■ **PAGE TEXT**:
Segment Open

By closing ATP-sensitive K+ (K+-ATP) channels, glucose promotes depolarization-dependent Ca2+ entry and cytoplasmic free Ca2+ concentration ([Ca2+]i) rise in beta-cells. Ca2+-dependent exocytosis of insulin granules is then potentiated by a K+-ATP channel-independent action of glucose. The underlying mechanisms of this second pathway are still unclear. They were studied by incubating normal mouse islets in the presence of diazoxide to open K+-ATP channels and 30 mmol/l K+ to restore Ca2+ entry. The effect of glucose did not require priming of beta-cells by preincubation in the presence of high glucose and could not be attributed to interaction of the sugar with a "glucoreceptor." There is no evidence that protein kinases A and C are involved in the K+-ATP channel-independent pathway, because inhibitors of the kinases did not alter the effect of glucose. In 3 mmol/l glucose, fatty acids did not influence K+-induced insulin secretion, even in the presence of bromopalmitate, an inhibitor of fatty acid oxidation. Bromopalmitate alone had no effect, but it decreased the potentiation that the fatty acids produce in 20 mmol/l glucose. It is thus unlikely that long-chain acyl CoAs mediate the effect of glucose. The action of glucose was not associated with an increase in arachidonic acid release from the islets and was not mimicked by exogenous arachidonic acid. Phospholipase A2 inhibitors antagonized the effect of glucose, but their action was not reversed by arachidonic acid or palmitate and was associated with a fall in islet ATP. No evidence could be found for the intervention of NO, cGMP, Mg, phosphate, phosphatidylinositol 3-kinase, or pertussis toxin-sensitive G-proteins. Formycin A, an adenosine analog that is converted to formycin A-triphosphate in islets, increased insulin secretion in the absence and presence of glucose. In conclusion, the present and our previous results strongly suggest that among all known potential second messengers, adenine nucleotides are the best candidates as regulators of insulin secretion through the K+-ATP channel-independent pathway.

Segment Closed

Annotated photo localization data
Segment Open

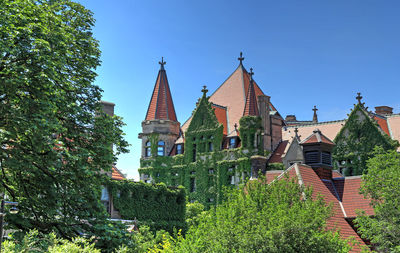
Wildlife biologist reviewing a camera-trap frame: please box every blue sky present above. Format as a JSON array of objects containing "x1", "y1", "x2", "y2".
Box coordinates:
[{"x1": 79, "y1": 0, "x2": 400, "y2": 179}]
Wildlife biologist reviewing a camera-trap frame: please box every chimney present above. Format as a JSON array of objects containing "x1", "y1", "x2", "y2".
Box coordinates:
[
  {"x1": 285, "y1": 115, "x2": 297, "y2": 121},
  {"x1": 375, "y1": 106, "x2": 393, "y2": 116},
  {"x1": 258, "y1": 95, "x2": 272, "y2": 150},
  {"x1": 100, "y1": 101, "x2": 115, "y2": 116}
]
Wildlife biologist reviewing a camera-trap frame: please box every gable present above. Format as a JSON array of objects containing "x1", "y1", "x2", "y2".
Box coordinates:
[{"x1": 186, "y1": 93, "x2": 220, "y2": 132}]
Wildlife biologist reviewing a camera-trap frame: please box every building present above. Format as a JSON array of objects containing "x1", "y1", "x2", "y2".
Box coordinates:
[
  {"x1": 139, "y1": 54, "x2": 284, "y2": 206},
  {"x1": 139, "y1": 54, "x2": 400, "y2": 251}
]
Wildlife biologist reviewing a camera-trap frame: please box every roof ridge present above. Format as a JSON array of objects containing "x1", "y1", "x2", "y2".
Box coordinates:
[{"x1": 286, "y1": 119, "x2": 346, "y2": 128}]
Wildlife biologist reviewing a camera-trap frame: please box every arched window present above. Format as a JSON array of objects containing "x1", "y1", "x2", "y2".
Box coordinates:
[
  {"x1": 157, "y1": 141, "x2": 165, "y2": 156},
  {"x1": 144, "y1": 141, "x2": 151, "y2": 157}
]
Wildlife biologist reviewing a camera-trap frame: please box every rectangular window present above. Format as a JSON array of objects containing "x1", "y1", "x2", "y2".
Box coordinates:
[
  {"x1": 176, "y1": 144, "x2": 183, "y2": 155},
  {"x1": 322, "y1": 152, "x2": 332, "y2": 165},
  {"x1": 190, "y1": 178, "x2": 196, "y2": 192}
]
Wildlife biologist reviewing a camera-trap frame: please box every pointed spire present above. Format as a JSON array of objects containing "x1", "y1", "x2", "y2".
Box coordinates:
[
  {"x1": 243, "y1": 68, "x2": 260, "y2": 116},
  {"x1": 201, "y1": 85, "x2": 208, "y2": 96},
  {"x1": 146, "y1": 57, "x2": 177, "y2": 121},
  {"x1": 313, "y1": 105, "x2": 318, "y2": 123},
  {"x1": 238, "y1": 52, "x2": 244, "y2": 65},
  {"x1": 158, "y1": 57, "x2": 167, "y2": 70}
]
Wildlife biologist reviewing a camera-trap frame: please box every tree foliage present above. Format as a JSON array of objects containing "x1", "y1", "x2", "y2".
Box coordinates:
[
  {"x1": 154, "y1": 180, "x2": 350, "y2": 252},
  {"x1": 0, "y1": 0, "x2": 127, "y2": 249},
  {"x1": 356, "y1": 147, "x2": 400, "y2": 252},
  {"x1": 333, "y1": 104, "x2": 399, "y2": 176}
]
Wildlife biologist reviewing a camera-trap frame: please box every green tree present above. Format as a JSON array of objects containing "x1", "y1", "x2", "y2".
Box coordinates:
[
  {"x1": 0, "y1": 0, "x2": 127, "y2": 249},
  {"x1": 356, "y1": 147, "x2": 400, "y2": 252},
  {"x1": 159, "y1": 180, "x2": 350, "y2": 252}
]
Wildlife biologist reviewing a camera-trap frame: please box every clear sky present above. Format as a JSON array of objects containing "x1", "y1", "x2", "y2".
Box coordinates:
[{"x1": 79, "y1": 0, "x2": 400, "y2": 179}]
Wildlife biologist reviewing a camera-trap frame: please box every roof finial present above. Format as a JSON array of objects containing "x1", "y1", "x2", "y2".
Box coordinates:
[
  {"x1": 313, "y1": 105, "x2": 318, "y2": 123},
  {"x1": 356, "y1": 92, "x2": 362, "y2": 105},
  {"x1": 249, "y1": 68, "x2": 254, "y2": 81},
  {"x1": 158, "y1": 57, "x2": 167, "y2": 69},
  {"x1": 238, "y1": 52, "x2": 244, "y2": 65},
  {"x1": 201, "y1": 85, "x2": 208, "y2": 96}
]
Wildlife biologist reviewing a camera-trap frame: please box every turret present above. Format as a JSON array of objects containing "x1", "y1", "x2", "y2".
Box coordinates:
[{"x1": 139, "y1": 58, "x2": 180, "y2": 158}]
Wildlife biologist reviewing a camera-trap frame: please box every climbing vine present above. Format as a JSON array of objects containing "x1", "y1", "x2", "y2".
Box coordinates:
[{"x1": 108, "y1": 180, "x2": 186, "y2": 233}]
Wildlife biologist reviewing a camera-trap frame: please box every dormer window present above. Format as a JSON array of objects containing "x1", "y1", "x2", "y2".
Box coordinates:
[
  {"x1": 321, "y1": 151, "x2": 332, "y2": 165},
  {"x1": 305, "y1": 151, "x2": 320, "y2": 164},
  {"x1": 176, "y1": 144, "x2": 183, "y2": 155},
  {"x1": 229, "y1": 137, "x2": 236, "y2": 149},
  {"x1": 157, "y1": 141, "x2": 165, "y2": 156},
  {"x1": 144, "y1": 141, "x2": 151, "y2": 157}
]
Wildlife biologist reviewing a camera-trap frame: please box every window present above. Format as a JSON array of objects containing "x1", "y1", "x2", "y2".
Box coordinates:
[
  {"x1": 229, "y1": 137, "x2": 236, "y2": 148},
  {"x1": 144, "y1": 141, "x2": 151, "y2": 157},
  {"x1": 176, "y1": 144, "x2": 183, "y2": 155},
  {"x1": 322, "y1": 152, "x2": 332, "y2": 165},
  {"x1": 100, "y1": 187, "x2": 110, "y2": 213},
  {"x1": 192, "y1": 144, "x2": 196, "y2": 162},
  {"x1": 305, "y1": 151, "x2": 320, "y2": 164},
  {"x1": 190, "y1": 178, "x2": 196, "y2": 192},
  {"x1": 157, "y1": 141, "x2": 165, "y2": 156}
]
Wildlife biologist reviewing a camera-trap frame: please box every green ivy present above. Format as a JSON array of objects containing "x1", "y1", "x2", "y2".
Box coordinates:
[
  {"x1": 332, "y1": 104, "x2": 399, "y2": 176},
  {"x1": 139, "y1": 93, "x2": 264, "y2": 209},
  {"x1": 108, "y1": 180, "x2": 186, "y2": 233}
]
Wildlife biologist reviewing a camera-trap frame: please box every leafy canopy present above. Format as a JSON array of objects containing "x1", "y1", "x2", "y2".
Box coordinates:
[
  {"x1": 0, "y1": 0, "x2": 127, "y2": 249},
  {"x1": 356, "y1": 147, "x2": 400, "y2": 252},
  {"x1": 155, "y1": 180, "x2": 350, "y2": 252}
]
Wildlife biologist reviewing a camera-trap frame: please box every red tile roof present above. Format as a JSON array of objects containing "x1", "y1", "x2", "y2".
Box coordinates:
[
  {"x1": 266, "y1": 164, "x2": 373, "y2": 252},
  {"x1": 211, "y1": 104, "x2": 228, "y2": 135},
  {"x1": 210, "y1": 64, "x2": 276, "y2": 133},
  {"x1": 300, "y1": 129, "x2": 335, "y2": 145},
  {"x1": 268, "y1": 141, "x2": 289, "y2": 163},
  {"x1": 146, "y1": 64, "x2": 177, "y2": 121},
  {"x1": 111, "y1": 166, "x2": 126, "y2": 180},
  {"x1": 243, "y1": 69, "x2": 260, "y2": 116}
]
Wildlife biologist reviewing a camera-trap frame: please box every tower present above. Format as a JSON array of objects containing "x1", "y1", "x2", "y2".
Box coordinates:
[{"x1": 139, "y1": 58, "x2": 180, "y2": 159}]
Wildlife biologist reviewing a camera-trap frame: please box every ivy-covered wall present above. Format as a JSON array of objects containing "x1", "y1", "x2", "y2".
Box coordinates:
[
  {"x1": 108, "y1": 180, "x2": 186, "y2": 232},
  {"x1": 139, "y1": 92, "x2": 265, "y2": 208},
  {"x1": 332, "y1": 104, "x2": 398, "y2": 176}
]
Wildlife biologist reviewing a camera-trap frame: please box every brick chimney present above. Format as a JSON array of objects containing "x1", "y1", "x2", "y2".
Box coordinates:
[
  {"x1": 100, "y1": 101, "x2": 115, "y2": 116},
  {"x1": 375, "y1": 105, "x2": 393, "y2": 115}
]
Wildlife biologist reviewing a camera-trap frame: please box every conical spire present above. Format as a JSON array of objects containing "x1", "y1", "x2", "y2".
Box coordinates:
[
  {"x1": 243, "y1": 68, "x2": 260, "y2": 116},
  {"x1": 146, "y1": 57, "x2": 177, "y2": 121}
]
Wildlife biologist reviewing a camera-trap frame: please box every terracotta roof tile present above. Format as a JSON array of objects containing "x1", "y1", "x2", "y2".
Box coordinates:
[
  {"x1": 266, "y1": 165, "x2": 366, "y2": 252},
  {"x1": 268, "y1": 141, "x2": 289, "y2": 163},
  {"x1": 387, "y1": 114, "x2": 400, "y2": 152},
  {"x1": 111, "y1": 166, "x2": 126, "y2": 180},
  {"x1": 146, "y1": 66, "x2": 177, "y2": 121},
  {"x1": 300, "y1": 129, "x2": 335, "y2": 145}
]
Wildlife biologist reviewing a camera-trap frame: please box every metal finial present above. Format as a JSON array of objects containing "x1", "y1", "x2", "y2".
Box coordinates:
[
  {"x1": 201, "y1": 85, "x2": 208, "y2": 95},
  {"x1": 158, "y1": 57, "x2": 167, "y2": 69},
  {"x1": 356, "y1": 92, "x2": 362, "y2": 105},
  {"x1": 238, "y1": 52, "x2": 244, "y2": 65},
  {"x1": 249, "y1": 68, "x2": 254, "y2": 80}
]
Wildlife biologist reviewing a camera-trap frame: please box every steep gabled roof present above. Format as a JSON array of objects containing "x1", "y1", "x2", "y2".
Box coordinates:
[
  {"x1": 111, "y1": 166, "x2": 126, "y2": 180},
  {"x1": 243, "y1": 68, "x2": 260, "y2": 116},
  {"x1": 300, "y1": 128, "x2": 335, "y2": 145},
  {"x1": 210, "y1": 60, "x2": 276, "y2": 133},
  {"x1": 266, "y1": 164, "x2": 373, "y2": 252},
  {"x1": 146, "y1": 59, "x2": 177, "y2": 121}
]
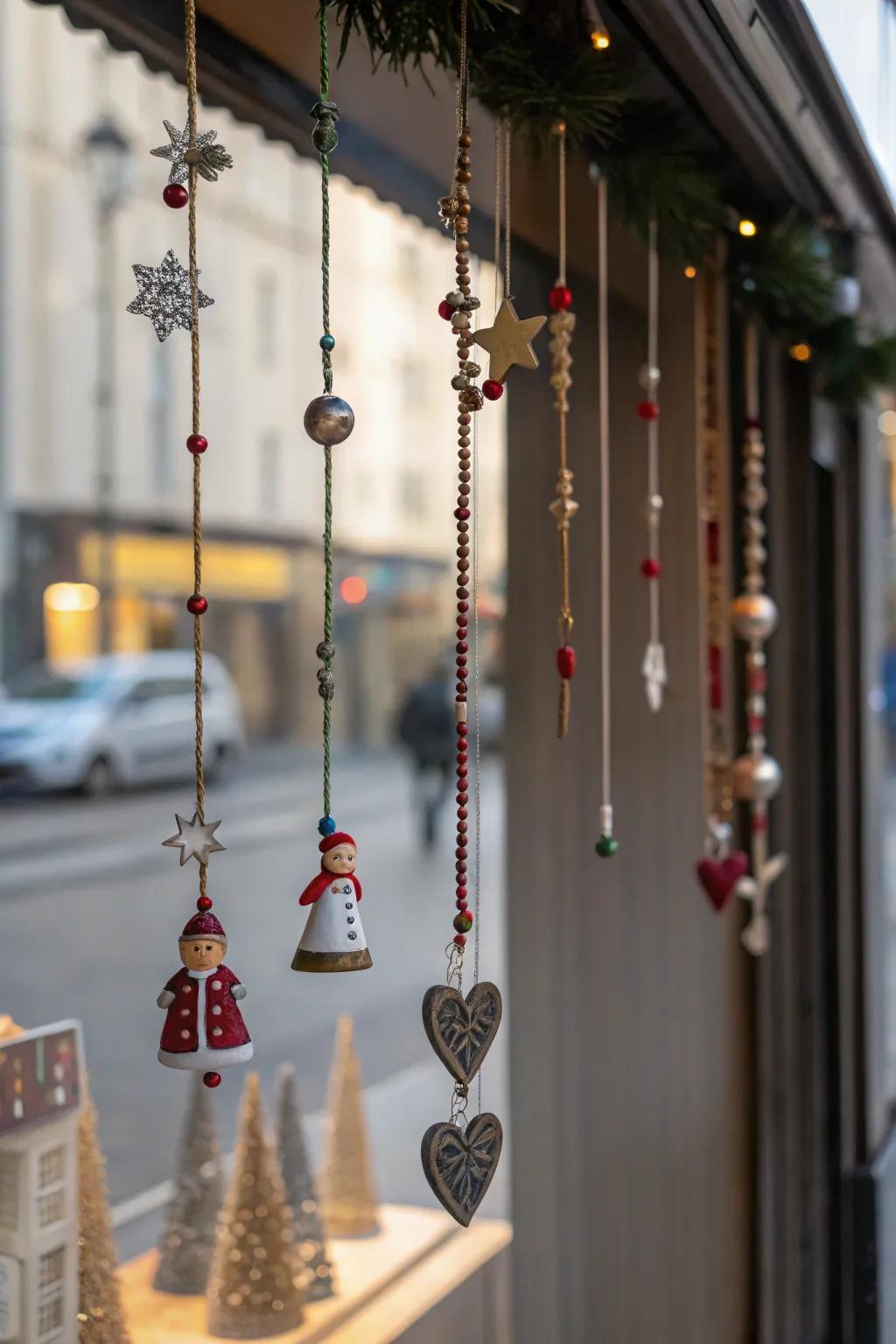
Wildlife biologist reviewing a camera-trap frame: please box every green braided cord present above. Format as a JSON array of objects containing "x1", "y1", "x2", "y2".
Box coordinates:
[
  {"x1": 319, "y1": 0, "x2": 333, "y2": 394},
  {"x1": 324, "y1": 444, "x2": 333, "y2": 817}
]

Segment Closed

■ **WHAT IS NEEDED**: Decide whether each statement agrees with the insulin secretion text, answering yes or no and quoting the deciding words. (a) Inhibitors of protein kinases A and C changed the effect of glucose. (b) Formycin A raised insulin secretion even when glucose was absent. (c) Exogenous arachidonic acid reproduced the action of glucose.

■ **REPLY**:
(a) No: "inhibitors of the kinases did not alter the effect of glucose."
(b) Yes: "increased insulin secretion in the absence and presence of glucose."
(c) No: "was not mimicked by exogenous arachidonic acid."